--- Your objective ---
Carry over every entry exactly as written, though not the pictures it contains.

(Free-text object descriptions)

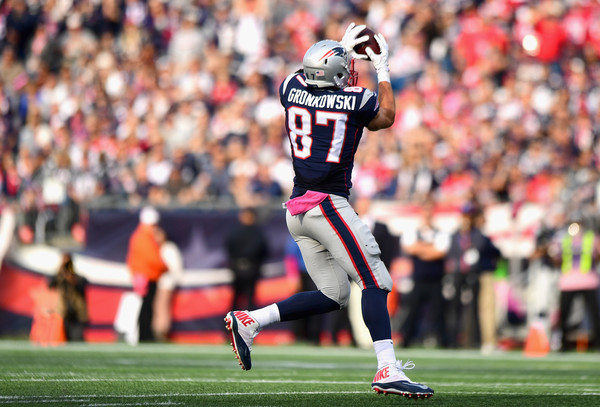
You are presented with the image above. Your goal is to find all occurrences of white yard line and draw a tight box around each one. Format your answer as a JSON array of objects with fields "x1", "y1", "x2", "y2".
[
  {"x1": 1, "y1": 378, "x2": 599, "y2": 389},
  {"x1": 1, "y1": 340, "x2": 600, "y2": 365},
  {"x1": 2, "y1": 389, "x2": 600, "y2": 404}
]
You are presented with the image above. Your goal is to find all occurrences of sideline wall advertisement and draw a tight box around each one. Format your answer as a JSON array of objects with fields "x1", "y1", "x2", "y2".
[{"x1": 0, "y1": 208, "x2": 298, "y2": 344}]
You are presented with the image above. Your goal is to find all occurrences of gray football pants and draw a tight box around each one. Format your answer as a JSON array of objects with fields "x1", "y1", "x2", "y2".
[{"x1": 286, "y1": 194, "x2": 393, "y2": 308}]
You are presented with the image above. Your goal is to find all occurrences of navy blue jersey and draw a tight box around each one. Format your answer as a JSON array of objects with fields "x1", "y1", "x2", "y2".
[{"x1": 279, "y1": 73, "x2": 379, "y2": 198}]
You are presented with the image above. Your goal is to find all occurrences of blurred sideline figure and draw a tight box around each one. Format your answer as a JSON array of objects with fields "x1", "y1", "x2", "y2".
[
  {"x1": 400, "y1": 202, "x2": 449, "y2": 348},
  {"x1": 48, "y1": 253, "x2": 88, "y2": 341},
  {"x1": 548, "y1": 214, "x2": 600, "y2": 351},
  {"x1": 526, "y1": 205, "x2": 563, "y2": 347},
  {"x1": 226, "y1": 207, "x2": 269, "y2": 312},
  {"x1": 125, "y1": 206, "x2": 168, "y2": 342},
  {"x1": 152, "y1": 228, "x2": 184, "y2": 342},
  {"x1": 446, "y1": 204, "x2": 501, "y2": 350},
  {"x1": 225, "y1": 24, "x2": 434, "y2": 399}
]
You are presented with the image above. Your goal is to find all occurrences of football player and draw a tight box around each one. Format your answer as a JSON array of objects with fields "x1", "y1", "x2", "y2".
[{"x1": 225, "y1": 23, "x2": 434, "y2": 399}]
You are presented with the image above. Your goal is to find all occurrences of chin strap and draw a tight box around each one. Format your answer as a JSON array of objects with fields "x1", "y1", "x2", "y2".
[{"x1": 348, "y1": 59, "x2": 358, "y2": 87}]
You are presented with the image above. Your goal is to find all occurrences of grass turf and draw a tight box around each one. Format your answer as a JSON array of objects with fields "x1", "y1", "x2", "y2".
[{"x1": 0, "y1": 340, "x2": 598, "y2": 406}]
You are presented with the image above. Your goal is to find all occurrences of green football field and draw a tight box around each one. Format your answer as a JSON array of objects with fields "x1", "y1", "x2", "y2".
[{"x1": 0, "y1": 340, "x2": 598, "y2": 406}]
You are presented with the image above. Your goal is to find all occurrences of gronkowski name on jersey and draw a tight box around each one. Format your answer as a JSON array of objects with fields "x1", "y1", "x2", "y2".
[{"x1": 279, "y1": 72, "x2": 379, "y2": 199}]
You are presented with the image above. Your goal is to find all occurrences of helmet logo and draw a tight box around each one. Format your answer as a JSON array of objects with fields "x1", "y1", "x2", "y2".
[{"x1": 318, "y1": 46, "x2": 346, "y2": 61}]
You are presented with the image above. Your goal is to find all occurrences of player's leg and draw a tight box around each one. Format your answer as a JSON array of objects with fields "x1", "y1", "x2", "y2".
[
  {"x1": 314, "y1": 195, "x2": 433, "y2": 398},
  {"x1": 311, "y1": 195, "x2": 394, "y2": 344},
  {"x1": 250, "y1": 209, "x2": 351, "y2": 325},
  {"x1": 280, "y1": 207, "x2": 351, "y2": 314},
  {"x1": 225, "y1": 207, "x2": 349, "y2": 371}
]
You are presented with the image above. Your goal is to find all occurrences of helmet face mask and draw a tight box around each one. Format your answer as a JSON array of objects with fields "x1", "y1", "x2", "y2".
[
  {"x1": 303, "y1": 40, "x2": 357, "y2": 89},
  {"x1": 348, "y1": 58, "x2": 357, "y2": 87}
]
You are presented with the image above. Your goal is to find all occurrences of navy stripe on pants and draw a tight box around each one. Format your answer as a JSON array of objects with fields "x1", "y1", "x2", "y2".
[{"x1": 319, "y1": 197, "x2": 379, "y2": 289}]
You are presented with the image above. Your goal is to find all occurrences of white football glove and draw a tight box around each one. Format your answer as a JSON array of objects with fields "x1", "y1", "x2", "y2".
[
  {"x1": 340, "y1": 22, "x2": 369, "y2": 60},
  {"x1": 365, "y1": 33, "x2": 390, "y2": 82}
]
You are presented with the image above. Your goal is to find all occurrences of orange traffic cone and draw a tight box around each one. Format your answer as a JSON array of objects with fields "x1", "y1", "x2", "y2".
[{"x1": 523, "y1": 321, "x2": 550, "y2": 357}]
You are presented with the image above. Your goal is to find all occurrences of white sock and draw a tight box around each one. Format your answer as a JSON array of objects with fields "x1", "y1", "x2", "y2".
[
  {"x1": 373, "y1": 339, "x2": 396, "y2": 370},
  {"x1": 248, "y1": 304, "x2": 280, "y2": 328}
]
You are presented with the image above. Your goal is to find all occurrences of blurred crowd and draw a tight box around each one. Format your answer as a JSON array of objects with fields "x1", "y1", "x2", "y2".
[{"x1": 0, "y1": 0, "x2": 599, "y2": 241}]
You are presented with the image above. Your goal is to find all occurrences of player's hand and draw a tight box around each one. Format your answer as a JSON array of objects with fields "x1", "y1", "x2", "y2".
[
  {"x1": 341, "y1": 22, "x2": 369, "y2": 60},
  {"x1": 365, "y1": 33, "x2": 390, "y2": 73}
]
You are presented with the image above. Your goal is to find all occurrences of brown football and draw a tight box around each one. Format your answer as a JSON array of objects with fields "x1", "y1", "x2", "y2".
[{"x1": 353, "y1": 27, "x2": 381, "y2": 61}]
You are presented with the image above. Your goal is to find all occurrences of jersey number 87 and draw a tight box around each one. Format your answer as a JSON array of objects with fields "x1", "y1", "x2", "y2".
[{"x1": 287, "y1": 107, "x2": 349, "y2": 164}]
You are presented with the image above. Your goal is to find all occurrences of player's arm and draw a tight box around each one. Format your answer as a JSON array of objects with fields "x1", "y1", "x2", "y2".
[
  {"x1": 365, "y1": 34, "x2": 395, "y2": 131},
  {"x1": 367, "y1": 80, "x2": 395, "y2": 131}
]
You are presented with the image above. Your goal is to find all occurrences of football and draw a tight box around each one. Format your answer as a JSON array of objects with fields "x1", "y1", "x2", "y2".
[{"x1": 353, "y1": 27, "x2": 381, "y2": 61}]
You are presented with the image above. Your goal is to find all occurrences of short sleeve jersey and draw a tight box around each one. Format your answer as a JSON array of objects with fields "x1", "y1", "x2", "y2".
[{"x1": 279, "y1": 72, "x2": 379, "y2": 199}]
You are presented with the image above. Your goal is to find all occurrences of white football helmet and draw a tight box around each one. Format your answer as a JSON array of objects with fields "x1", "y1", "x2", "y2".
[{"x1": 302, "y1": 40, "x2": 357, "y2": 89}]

--- Answer to this task ---
You are presented with the image above. Your goal is to find all occurrences of white yard line and draw a tight box around each one. Format your answer as a JSON array of objects with fields "x1", "y1", "x2", "y2".
[
  {"x1": 1, "y1": 378, "x2": 599, "y2": 389},
  {"x1": 1, "y1": 340, "x2": 600, "y2": 365},
  {"x1": 2, "y1": 389, "x2": 600, "y2": 404}
]
You are presented with the image above. Your goal is to find all occurrences of sideline wall advertisement and draw a tight box around each one. Format your answer as a JSON array of objects with fields "x1", "y1", "x2", "y2".
[{"x1": 0, "y1": 208, "x2": 298, "y2": 344}]
You are presented with the image above. Your goal is to find all occurrences of gray football pants and draw a tight box around each one. Format your answer as a JSON array of objects with fields "x1", "y1", "x2", "y2".
[{"x1": 286, "y1": 194, "x2": 393, "y2": 308}]
You are presented with the image above. Your goal is to find all occurrences of navy blue jersey and draw a tight box around each one. Format your answer as a JSON array of objects with fields "x1", "y1", "x2", "y2".
[{"x1": 279, "y1": 73, "x2": 379, "y2": 198}]
You are presented with the image above. Your goal is to find all occurrences of blurred sideline figure and draw a tight box around each one. Format your answer as a JSON array of objects with fields "x1", "y1", "x2", "y2".
[
  {"x1": 400, "y1": 202, "x2": 449, "y2": 348},
  {"x1": 48, "y1": 253, "x2": 88, "y2": 341},
  {"x1": 548, "y1": 214, "x2": 600, "y2": 351},
  {"x1": 526, "y1": 205, "x2": 563, "y2": 347},
  {"x1": 226, "y1": 207, "x2": 269, "y2": 312},
  {"x1": 125, "y1": 206, "x2": 168, "y2": 342},
  {"x1": 152, "y1": 228, "x2": 184, "y2": 342},
  {"x1": 446, "y1": 204, "x2": 501, "y2": 350},
  {"x1": 225, "y1": 24, "x2": 434, "y2": 399}
]
You are presented with the image above. Your goal is to find all occurrences of football player and draw a tight box around each one. Format your answer as a JSON array of objects with fields "x1", "y1", "x2", "y2".
[{"x1": 225, "y1": 23, "x2": 434, "y2": 399}]
You are presented with the image above. Your goal is to find all occurrences of chin strap and draw a tight box around each one. Format your answer as a JSON array of objects with fields "x1", "y1", "x2", "y2".
[{"x1": 348, "y1": 59, "x2": 358, "y2": 87}]
You are presented with the image above. Your goal is to find all occurrences of grass turf and draw a tight box around each one. Format your answer as a JSON array of objects with fields "x1", "y1", "x2", "y2".
[{"x1": 0, "y1": 340, "x2": 598, "y2": 406}]
You are presented with the image above. Your goal is to find all occurrences of green football field and draw a tight box around each one. Format your answer as a JSON array of objects with fields "x1", "y1", "x2", "y2".
[{"x1": 0, "y1": 340, "x2": 598, "y2": 406}]
You are presented with the image above. Your goal is to find all occurrences of gronkowski name on jersey and draw a tight box around each one. Format your answer as a JSON array of objects with fields "x1", "y1", "x2", "y2".
[{"x1": 279, "y1": 72, "x2": 379, "y2": 199}]
You are presented with the image above. Your goal is to find all occurrences of helmet logo and draw a tight box around each one. Format your answer as a JSON array of objects with fields "x1", "y1", "x2", "y2".
[{"x1": 318, "y1": 46, "x2": 346, "y2": 61}]
You are presented with the image above. Your goal is to find all occurrences of player's leg and draw a tight box around each one. Format your answer as a JSON array of objects with fields "x1", "y1", "x2", "y2".
[
  {"x1": 314, "y1": 195, "x2": 433, "y2": 398},
  {"x1": 311, "y1": 195, "x2": 394, "y2": 344},
  {"x1": 250, "y1": 209, "x2": 351, "y2": 325},
  {"x1": 280, "y1": 207, "x2": 351, "y2": 314},
  {"x1": 225, "y1": 207, "x2": 349, "y2": 371}
]
You are presented with the image above. Your goal is to find all occurrences of helmet face mask and draw a tight box around each one. Format your answer as a JSON array of objects with fields "x1", "y1", "x2", "y2".
[
  {"x1": 303, "y1": 40, "x2": 357, "y2": 89},
  {"x1": 348, "y1": 58, "x2": 357, "y2": 87}
]
You are presented with the image above. Your goal is to find all occurrences of navy stripe on pants and draw a tight box around each one. Format your answer as a JSON array of objects with fields "x1", "y1", "x2", "y2".
[{"x1": 319, "y1": 197, "x2": 379, "y2": 289}]
You are presented with the image above. Your goal is to find all occurrences of white football glove and draw a tight box around each one. Format your answer as a JSON array of objects with fields "x1", "y1", "x2", "y2".
[
  {"x1": 340, "y1": 22, "x2": 369, "y2": 60},
  {"x1": 365, "y1": 33, "x2": 390, "y2": 82}
]
You are presented with the image above. Your goal is to find all occurrences of orange traffic cone and draw a tight box around each one. Format your answer as a JSON array of objects with fields "x1", "y1", "x2", "y2".
[{"x1": 523, "y1": 321, "x2": 550, "y2": 357}]
You are presented with the image above. Your goal is to find all occurrences of white sock and draw a tight box around each one. Format your answer as a JSON array of objects with fields "x1", "y1", "x2", "y2".
[
  {"x1": 373, "y1": 339, "x2": 396, "y2": 370},
  {"x1": 248, "y1": 304, "x2": 280, "y2": 328}
]
You are presented with the image above. Your goal is to find all occurrences of blurred crowd and draw a tight box around each one. Format your answer as a JSON array of objects with fields "x1", "y1", "x2", "y2".
[{"x1": 0, "y1": 0, "x2": 599, "y2": 241}]
You are presented with the image above. Your goal is to find all occurrences of player's hand and draw a tight box around each one. Format your answer as a JSON array of objects with fields "x1", "y1", "x2", "y2".
[
  {"x1": 341, "y1": 22, "x2": 369, "y2": 60},
  {"x1": 365, "y1": 33, "x2": 390, "y2": 73}
]
You are presented with the image above. Your goal is to find all occurrences of brown football and draw a tight box around each one. Format your answer as a JSON array of objects with fields "x1", "y1", "x2", "y2".
[{"x1": 353, "y1": 27, "x2": 381, "y2": 61}]
You are presented with the image above. Your goal is to find all occurrences of jersey number 87 and draw a tight box around each one. Format your answer as a JSON array of objects with fields "x1", "y1", "x2", "y2".
[{"x1": 287, "y1": 107, "x2": 349, "y2": 164}]
You are presented with the image above. Your goal is to find all occurrences of player's arm and draw a tight box around each one. Format your answer as a JSON array of objects with fields "x1", "y1", "x2", "y2".
[
  {"x1": 365, "y1": 34, "x2": 395, "y2": 131},
  {"x1": 367, "y1": 80, "x2": 395, "y2": 131}
]
You are presented with the image above. Your goal is to find all occurrences of football and draw a tight box around each one. Format your answer as a JSON array of objects with fields "x1", "y1", "x2", "y2".
[{"x1": 353, "y1": 27, "x2": 381, "y2": 61}]
You are presented with the image above. Your goal is to find all occurrences of short sleeve jersey and draw a tight box around each one. Format your answer as a JSON array of objects with fields "x1", "y1", "x2", "y2".
[{"x1": 279, "y1": 72, "x2": 379, "y2": 199}]
You are presented with the image above. Your goal is to find all occurrences of white football helmet and draw a tight box around each one. Format your answer as a JSON array of objects with fields "x1", "y1", "x2", "y2".
[{"x1": 302, "y1": 40, "x2": 357, "y2": 89}]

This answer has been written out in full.